MATERIAL SHOWN section start

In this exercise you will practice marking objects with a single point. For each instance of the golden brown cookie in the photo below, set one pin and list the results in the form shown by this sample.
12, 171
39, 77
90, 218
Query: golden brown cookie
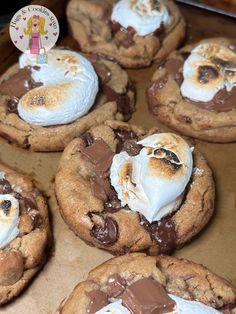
92, 210
126, 278
91, 25
213, 121
24, 234
115, 100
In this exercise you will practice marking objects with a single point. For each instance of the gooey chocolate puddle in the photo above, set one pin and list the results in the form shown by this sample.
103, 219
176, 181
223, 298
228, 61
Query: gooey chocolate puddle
144, 296
223, 101
99, 153
17, 86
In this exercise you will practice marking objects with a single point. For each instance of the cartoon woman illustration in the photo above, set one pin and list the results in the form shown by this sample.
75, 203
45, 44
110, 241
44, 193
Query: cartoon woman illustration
35, 28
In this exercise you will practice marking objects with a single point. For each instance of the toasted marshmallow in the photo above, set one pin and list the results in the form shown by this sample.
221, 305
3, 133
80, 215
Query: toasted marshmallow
145, 16
114, 308
9, 219
194, 307
153, 181
208, 69
69, 88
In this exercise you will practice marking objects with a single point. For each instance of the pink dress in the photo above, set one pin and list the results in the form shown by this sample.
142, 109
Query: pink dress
35, 38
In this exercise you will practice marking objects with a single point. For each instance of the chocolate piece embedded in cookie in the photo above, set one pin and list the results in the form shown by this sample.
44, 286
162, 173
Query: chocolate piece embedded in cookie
135, 33
148, 285
107, 198
194, 91
44, 112
24, 232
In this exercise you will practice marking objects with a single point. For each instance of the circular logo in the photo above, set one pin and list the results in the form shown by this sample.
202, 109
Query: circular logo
34, 29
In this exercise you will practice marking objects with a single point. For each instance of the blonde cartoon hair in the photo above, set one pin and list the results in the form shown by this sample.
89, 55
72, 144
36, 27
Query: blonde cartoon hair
28, 30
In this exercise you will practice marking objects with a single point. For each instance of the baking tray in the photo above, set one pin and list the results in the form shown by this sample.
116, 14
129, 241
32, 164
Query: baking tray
70, 258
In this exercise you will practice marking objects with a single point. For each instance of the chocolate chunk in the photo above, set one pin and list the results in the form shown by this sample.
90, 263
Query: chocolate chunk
102, 71
5, 206
87, 138
106, 234
115, 286
98, 151
5, 187
147, 296
12, 103
206, 73
113, 205
98, 300
131, 147
174, 68
124, 135
223, 101
162, 231
123, 102
26, 204
19, 83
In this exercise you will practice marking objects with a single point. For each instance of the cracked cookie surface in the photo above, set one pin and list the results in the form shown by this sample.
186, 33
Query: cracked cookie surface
179, 277
96, 215
115, 100
90, 24
24, 255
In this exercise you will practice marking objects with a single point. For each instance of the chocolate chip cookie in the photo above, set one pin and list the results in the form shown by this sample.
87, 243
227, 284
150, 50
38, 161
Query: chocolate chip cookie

MATERIAL SHOWN section end

Using the records given above, list every line that includes the word "chip".

In this exercise you will practice marking objects with a single point. For each instance of the chocolate chip cookie in the photo above, set one pin and list the results in the form shown by this sample.
Query: chocolate chip cookie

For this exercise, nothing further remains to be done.